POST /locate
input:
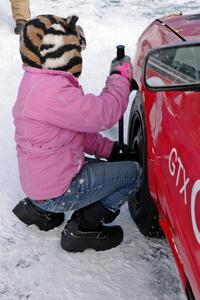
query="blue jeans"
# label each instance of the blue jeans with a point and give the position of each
(111, 183)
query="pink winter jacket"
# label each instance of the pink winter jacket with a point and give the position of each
(56, 124)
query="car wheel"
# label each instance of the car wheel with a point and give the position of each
(142, 208)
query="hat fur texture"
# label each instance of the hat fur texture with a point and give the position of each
(52, 42)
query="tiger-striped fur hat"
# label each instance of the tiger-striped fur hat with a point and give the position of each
(52, 42)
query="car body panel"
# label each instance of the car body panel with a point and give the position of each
(173, 146)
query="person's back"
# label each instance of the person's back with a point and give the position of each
(56, 124)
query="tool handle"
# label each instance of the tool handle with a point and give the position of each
(120, 51)
(120, 55)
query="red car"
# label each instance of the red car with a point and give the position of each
(164, 128)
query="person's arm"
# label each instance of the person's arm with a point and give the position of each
(69, 108)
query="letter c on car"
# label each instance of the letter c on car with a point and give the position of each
(195, 190)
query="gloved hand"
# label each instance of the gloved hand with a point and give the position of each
(122, 67)
(123, 152)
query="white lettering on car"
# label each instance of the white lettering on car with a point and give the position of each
(176, 168)
(175, 163)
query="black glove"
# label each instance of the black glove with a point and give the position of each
(122, 152)
(122, 66)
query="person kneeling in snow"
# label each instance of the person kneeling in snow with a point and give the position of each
(56, 123)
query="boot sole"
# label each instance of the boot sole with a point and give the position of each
(43, 225)
(75, 244)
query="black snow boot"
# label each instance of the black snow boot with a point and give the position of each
(85, 230)
(30, 214)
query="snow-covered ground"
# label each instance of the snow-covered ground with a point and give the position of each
(32, 264)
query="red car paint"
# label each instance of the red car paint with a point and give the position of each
(173, 144)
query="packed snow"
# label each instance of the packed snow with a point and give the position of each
(32, 263)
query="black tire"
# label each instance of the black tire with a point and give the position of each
(142, 208)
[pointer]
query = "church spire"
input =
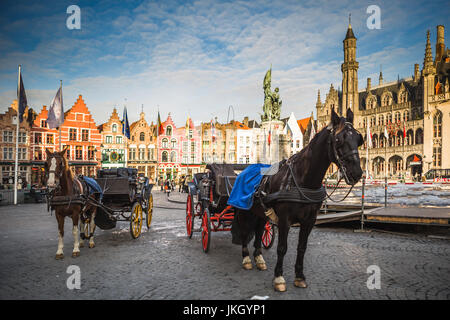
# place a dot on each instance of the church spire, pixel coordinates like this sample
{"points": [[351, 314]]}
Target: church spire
{"points": [[428, 59], [319, 102]]}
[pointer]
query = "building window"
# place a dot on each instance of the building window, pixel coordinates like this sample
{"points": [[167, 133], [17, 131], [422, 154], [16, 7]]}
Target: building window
{"points": [[437, 156], [132, 153], [50, 139], [7, 136], [164, 157], [141, 153], [84, 135], [7, 153], [437, 125], [73, 134], [79, 153], [22, 137], [169, 131], [38, 154], [38, 138], [173, 156], [91, 153]]}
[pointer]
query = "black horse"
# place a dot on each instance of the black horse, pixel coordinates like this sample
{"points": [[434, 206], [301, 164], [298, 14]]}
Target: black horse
{"points": [[302, 172]]}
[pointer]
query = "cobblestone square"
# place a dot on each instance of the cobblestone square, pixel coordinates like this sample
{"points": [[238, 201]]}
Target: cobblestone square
{"points": [[164, 264]]}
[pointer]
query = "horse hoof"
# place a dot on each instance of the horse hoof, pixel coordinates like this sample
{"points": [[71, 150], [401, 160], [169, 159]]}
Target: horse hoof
{"points": [[261, 266], [280, 287], [247, 266], [300, 283], [279, 284]]}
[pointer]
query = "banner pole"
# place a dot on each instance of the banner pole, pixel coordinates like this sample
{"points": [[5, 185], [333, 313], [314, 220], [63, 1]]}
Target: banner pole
{"points": [[17, 139]]}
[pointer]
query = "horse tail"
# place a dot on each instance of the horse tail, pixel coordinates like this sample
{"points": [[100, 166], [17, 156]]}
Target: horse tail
{"points": [[244, 224], [236, 229]]}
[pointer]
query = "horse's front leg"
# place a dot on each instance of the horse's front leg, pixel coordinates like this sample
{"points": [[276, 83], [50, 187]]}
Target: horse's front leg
{"points": [[283, 230], [259, 230], [92, 229], [305, 230], [60, 251], [82, 232], [76, 237], [244, 231]]}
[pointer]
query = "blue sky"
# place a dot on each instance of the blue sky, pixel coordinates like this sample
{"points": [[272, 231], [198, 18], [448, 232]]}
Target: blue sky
{"points": [[198, 57]]}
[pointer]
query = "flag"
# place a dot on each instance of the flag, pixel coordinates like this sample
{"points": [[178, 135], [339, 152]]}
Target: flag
{"points": [[369, 136], [313, 131], [159, 127], [21, 98], [213, 131], [187, 128], [125, 124], [56, 113]]}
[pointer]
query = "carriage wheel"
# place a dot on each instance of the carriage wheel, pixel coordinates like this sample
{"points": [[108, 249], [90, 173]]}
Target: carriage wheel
{"points": [[149, 212], [136, 220], [189, 216], [268, 235], [206, 230]]}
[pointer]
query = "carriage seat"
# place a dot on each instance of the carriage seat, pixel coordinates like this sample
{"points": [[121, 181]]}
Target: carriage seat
{"points": [[224, 185]]}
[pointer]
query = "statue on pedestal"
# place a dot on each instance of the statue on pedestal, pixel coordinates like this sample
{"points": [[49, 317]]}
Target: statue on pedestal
{"points": [[272, 101]]}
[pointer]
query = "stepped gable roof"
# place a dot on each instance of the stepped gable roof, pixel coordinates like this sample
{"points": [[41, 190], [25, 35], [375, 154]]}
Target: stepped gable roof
{"points": [[303, 124], [393, 87]]}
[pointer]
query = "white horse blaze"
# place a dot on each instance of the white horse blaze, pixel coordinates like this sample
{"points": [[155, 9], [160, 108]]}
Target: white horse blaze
{"points": [[259, 259], [51, 175], [76, 241]]}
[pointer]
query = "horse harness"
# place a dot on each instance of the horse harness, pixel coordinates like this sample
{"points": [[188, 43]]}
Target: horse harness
{"points": [[296, 193], [81, 197]]}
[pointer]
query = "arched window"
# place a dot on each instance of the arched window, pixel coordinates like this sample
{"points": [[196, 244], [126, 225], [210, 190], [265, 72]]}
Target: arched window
{"points": [[437, 124], [386, 100], [173, 156], [165, 143], [165, 156], [406, 116], [419, 136]]}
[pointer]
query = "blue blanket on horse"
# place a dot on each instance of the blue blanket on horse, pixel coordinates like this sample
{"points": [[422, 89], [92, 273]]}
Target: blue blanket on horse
{"points": [[93, 186], [244, 187]]}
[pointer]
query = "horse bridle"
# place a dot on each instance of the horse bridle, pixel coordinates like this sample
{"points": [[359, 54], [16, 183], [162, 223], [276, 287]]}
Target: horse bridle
{"points": [[340, 160]]}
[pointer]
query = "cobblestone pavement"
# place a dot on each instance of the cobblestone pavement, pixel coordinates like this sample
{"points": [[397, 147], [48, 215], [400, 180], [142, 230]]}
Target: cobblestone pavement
{"points": [[164, 264]]}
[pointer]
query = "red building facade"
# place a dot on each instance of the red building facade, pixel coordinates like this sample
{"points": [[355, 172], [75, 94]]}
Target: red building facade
{"points": [[78, 131]]}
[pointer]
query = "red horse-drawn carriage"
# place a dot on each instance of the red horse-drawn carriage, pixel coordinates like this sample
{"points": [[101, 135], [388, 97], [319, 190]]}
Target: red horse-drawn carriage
{"points": [[207, 201]]}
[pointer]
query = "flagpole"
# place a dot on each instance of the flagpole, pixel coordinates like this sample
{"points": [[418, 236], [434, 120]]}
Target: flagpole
{"points": [[17, 138], [59, 129]]}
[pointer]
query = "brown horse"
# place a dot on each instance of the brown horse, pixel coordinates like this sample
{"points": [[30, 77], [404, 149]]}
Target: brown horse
{"points": [[303, 173], [68, 196]]}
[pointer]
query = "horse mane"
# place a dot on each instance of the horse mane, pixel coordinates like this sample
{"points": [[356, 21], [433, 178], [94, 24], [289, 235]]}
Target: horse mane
{"points": [[67, 168]]}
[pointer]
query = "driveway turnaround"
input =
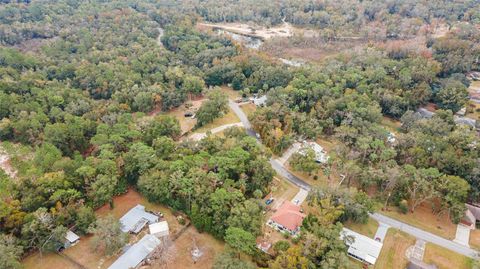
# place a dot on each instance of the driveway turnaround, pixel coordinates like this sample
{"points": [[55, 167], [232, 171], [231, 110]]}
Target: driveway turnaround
{"points": [[426, 236], [416, 232]]}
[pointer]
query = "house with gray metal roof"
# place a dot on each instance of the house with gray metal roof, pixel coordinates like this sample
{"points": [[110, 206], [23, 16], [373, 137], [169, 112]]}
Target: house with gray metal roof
{"points": [[136, 254], [136, 218], [360, 247]]}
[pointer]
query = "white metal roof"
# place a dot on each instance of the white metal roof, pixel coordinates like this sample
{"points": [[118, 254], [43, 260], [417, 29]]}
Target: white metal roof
{"points": [[362, 247], [159, 227], [137, 253], [71, 236], [320, 154], [136, 218]]}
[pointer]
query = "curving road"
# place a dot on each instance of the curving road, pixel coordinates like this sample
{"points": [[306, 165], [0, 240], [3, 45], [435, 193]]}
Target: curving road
{"points": [[416, 232]]}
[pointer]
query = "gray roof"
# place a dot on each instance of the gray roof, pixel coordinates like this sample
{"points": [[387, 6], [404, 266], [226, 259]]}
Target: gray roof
{"points": [[362, 247], [136, 253], [465, 121], [424, 113], [136, 218]]}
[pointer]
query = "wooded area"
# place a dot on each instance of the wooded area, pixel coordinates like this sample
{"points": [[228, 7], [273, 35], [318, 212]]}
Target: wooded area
{"points": [[85, 87]]}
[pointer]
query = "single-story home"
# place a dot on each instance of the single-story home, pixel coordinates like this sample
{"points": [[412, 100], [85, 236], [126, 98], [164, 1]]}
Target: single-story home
{"points": [[159, 229], [136, 254], [360, 247], [320, 154], [136, 218], [287, 218], [71, 239]]}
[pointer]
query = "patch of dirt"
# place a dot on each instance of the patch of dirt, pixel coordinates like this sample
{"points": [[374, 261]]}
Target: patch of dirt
{"points": [[6, 165]]}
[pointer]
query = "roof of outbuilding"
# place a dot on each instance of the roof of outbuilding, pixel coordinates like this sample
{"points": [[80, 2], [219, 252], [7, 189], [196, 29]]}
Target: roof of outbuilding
{"points": [[136, 218]]}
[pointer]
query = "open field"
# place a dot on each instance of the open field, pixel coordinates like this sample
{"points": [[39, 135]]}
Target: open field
{"points": [[424, 219], [392, 255], [369, 229], [445, 259], [85, 255], [248, 108], [17, 158], [228, 118], [284, 30]]}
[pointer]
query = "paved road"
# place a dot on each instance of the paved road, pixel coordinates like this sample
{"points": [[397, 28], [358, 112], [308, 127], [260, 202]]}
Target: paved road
{"points": [[276, 165], [426, 236], [420, 234]]}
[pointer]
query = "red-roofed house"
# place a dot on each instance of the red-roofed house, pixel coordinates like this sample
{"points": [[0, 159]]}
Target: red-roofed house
{"points": [[287, 218]]}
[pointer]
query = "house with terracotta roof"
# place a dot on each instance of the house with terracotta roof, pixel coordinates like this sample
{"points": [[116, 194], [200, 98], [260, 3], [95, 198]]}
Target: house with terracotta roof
{"points": [[287, 218]]}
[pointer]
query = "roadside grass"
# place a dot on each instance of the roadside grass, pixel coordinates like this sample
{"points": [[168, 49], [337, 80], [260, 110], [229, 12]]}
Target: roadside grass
{"points": [[393, 255], [475, 239], [446, 259], [227, 118], [368, 229], [424, 219]]}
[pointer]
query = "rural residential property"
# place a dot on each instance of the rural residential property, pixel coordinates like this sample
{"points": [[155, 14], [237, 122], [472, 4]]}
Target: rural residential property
{"points": [[240, 134]]}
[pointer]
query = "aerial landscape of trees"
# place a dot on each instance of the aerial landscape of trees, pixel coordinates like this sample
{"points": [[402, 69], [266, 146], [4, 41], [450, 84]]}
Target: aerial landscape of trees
{"points": [[86, 87]]}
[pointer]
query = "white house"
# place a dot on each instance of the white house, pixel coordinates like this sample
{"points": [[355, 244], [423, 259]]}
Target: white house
{"points": [[360, 247], [159, 229], [136, 218]]}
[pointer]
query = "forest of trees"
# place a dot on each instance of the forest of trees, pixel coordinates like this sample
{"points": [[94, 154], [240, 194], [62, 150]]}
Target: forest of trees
{"points": [[79, 81]]}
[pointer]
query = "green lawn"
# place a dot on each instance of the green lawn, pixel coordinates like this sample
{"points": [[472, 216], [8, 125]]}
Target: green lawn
{"points": [[446, 259]]}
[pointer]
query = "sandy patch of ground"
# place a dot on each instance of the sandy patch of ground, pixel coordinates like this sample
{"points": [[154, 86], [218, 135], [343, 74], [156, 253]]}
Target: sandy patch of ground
{"points": [[424, 219], [445, 259], [284, 30], [6, 165], [393, 255]]}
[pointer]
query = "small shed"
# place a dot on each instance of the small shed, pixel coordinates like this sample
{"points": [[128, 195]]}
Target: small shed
{"points": [[159, 229], [71, 239], [136, 218]]}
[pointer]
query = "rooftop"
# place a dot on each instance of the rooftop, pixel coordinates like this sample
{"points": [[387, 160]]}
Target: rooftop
{"points": [[362, 247], [136, 218]]}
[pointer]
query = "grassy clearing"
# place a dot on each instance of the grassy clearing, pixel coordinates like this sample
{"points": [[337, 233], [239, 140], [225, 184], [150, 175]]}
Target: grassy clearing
{"points": [[424, 219], [249, 108], [445, 259], [231, 93], [368, 229], [228, 118], [475, 239], [85, 255], [20, 157], [391, 124], [393, 251]]}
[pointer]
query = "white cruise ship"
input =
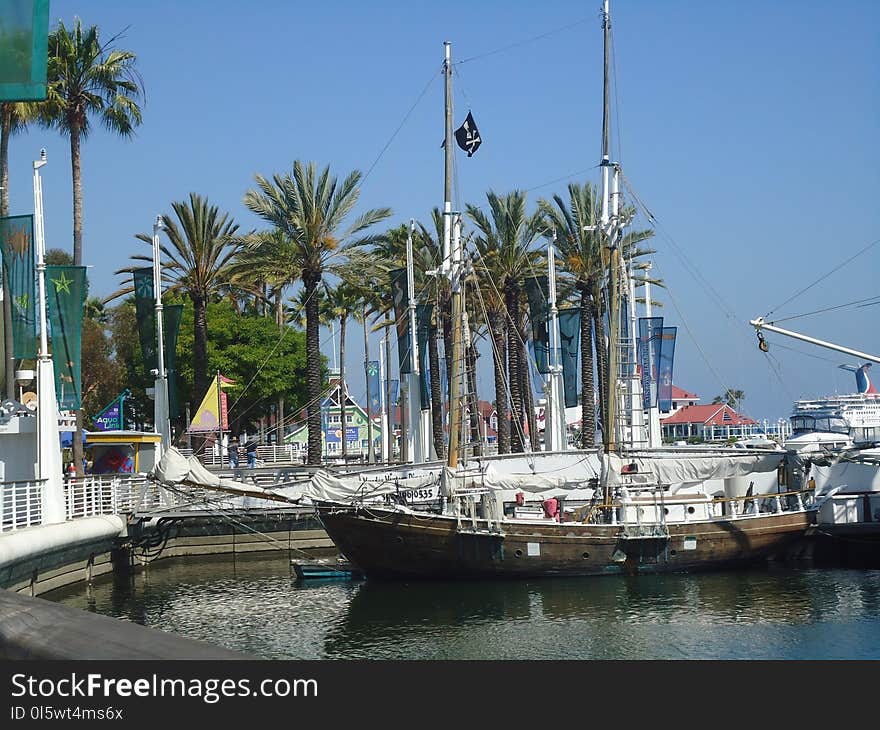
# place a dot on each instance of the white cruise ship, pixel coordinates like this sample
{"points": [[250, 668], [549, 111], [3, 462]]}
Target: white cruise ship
{"points": [[853, 418]]}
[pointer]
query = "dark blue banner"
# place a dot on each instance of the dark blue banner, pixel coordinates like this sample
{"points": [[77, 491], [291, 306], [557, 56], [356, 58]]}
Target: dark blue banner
{"points": [[423, 331], [664, 372], [400, 300], [570, 335], [650, 332], [375, 405]]}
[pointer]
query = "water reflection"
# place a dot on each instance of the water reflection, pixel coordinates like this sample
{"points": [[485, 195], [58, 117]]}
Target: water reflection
{"points": [[253, 605]]}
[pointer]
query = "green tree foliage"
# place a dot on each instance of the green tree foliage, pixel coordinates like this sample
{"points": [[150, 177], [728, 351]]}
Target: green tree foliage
{"points": [[250, 350], [88, 78]]}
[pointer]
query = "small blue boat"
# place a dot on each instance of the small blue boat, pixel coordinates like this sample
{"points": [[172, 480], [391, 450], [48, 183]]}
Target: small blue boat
{"points": [[325, 569]]}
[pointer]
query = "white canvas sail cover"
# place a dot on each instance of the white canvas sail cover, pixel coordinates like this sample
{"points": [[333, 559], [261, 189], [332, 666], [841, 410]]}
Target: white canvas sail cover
{"points": [[175, 468], [687, 468]]}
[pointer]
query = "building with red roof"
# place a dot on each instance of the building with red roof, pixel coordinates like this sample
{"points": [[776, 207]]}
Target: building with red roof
{"points": [[713, 422]]}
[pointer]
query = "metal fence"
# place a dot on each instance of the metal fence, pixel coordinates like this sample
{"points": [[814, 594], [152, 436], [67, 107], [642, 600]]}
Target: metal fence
{"points": [[21, 505], [91, 496]]}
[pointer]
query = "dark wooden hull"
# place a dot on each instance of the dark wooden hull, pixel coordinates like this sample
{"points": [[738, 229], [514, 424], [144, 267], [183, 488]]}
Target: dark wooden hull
{"points": [[395, 545]]}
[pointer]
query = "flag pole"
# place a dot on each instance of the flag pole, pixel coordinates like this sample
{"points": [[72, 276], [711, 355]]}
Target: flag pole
{"points": [[49, 466], [219, 417], [160, 402]]}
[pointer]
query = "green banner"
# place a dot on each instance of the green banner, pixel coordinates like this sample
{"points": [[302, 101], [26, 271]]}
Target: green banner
{"points": [[570, 335], [66, 295], [539, 311], [145, 307], [17, 243], [171, 315], [400, 299], [24, 54]]}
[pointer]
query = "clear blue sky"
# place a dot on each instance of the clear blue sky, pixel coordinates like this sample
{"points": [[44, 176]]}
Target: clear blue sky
{"points": [[749, 129]]}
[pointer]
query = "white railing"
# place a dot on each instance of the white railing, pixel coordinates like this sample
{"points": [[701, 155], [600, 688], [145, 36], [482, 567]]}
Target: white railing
{"points": [[21, 505], [109, 495], [95, 495]]}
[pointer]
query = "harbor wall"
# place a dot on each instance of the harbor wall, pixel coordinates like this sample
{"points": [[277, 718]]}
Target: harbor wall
{"points": [[33, 628], [39, 559]]}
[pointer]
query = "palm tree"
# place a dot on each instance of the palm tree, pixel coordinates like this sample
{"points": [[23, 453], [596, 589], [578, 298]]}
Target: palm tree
{"points": [[391, 252], [310, 209], [264, 266], [85, 78], [202, 243], [582, 249], [504, 243], [343, 302]]}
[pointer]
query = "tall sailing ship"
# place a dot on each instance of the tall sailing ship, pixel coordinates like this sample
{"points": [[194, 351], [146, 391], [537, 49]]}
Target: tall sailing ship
{"points": [[618, 509]]}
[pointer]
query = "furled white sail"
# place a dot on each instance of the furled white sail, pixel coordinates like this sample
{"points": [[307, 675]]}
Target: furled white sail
{"points": [[175, 468], [681, 468]]}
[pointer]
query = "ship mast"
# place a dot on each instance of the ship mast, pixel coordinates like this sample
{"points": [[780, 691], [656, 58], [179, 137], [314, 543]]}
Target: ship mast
{"points": [[452, 269], [609, 227]]}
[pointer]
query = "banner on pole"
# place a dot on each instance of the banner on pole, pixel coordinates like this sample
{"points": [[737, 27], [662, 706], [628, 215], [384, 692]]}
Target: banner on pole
{"points": [[17, 245], [423, 331], [650, 332], [112, 417], [66, 295], [537, 293], [570, 337], [145, 308], [664, 371], [400, 299], [171, 315], [374, 407]]}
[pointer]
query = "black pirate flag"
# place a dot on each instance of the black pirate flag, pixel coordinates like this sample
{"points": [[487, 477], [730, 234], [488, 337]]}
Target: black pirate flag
{"points": [[468, 136]]}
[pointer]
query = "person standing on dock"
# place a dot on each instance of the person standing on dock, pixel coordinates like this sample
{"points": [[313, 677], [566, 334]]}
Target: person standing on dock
{"points": [[251, 451], [233, 452]]}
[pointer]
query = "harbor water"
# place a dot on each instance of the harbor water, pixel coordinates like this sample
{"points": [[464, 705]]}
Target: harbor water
{"points": [[253, 604]]}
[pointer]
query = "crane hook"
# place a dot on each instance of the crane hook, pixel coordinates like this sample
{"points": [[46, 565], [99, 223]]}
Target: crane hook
{"points": [[762, 343]]}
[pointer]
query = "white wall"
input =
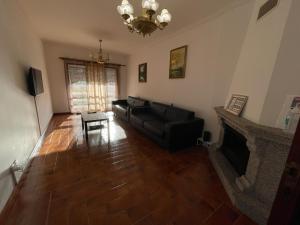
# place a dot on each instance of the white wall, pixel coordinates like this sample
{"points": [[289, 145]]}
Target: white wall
{"points": [[213, 50], [258, 57], [20, 49], [286, 76], [55, 68]]}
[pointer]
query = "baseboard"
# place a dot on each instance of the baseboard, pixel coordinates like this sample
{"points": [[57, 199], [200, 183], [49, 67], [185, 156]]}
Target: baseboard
{"points": [[63, 113], [16, 188]]}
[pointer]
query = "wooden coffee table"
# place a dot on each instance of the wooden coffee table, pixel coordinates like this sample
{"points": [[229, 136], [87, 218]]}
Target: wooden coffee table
{"points": [[87, 118]]}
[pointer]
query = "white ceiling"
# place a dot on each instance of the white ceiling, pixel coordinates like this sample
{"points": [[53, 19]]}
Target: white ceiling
{"points": [[83, 22]]}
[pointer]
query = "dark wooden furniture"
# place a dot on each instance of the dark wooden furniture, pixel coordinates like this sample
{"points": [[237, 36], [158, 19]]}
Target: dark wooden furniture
{"points": [[87, 118]]}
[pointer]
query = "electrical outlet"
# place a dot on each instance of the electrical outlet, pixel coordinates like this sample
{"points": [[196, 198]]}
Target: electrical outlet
{"points": [[199, 141]]}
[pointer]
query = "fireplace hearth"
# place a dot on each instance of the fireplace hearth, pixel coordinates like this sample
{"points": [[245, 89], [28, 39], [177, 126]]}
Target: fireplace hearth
{"points": [[235, 149], [249, 159]]}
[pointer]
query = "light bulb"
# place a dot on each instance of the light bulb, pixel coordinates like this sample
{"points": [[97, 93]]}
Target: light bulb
{"points": [[164, 17], [125, 8], [150, 5]]}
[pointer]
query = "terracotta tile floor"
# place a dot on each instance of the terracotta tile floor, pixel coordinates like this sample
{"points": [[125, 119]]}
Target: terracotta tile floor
{"points": [[133, 181]]}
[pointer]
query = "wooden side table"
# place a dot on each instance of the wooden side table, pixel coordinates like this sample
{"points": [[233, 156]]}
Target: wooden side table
{"points": [[87, 118]]}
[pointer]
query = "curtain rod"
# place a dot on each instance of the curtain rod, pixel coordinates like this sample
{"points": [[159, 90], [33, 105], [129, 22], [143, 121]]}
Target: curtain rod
{"points": [[89, 61]]}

══════════

— WORK ORDER —
Reproduce, exactly and with both ends included, every line from the one that contains "Target: fireplace hearth" to the end of the listing above.

— ANSWER SPACE —
Target: fireplace hearth
{"points": [[235, 149], [249, 159]]}
[pointer]
query = "light bulb"
# place a dot on each instance of the light bulb, pixel coordinates like this sample
{"points": [[97, 93]]}
Target: light bulb
{"points": [[164, 17], [125, 8], [150, 5]]}
[pointer]
query = "terracotta tile floor"
# place a dot on each instance of the terracotta tile floor, pixel coordinates like this sample
{"points": [[125, 119]]}
Target: terracotta tile floor
{"points": [[133, 181]]}
[pointer]
query = "wooden side table"
# place a dot on each instance of the wooden side table, pixel coordinates like this sample
{"points": [[233, 156]]}
Target: wooden side table
{"points": [[87, 118]]}
[pointer]
query = "curtain rod"
# place a dot on each instance of the curtain rod, pixel coordinates like this sample
{"points": [[159, 90], [33, 105], [129, 22], [143, 121]]}
Target: curtain rod
{"points": [[89, 61]]}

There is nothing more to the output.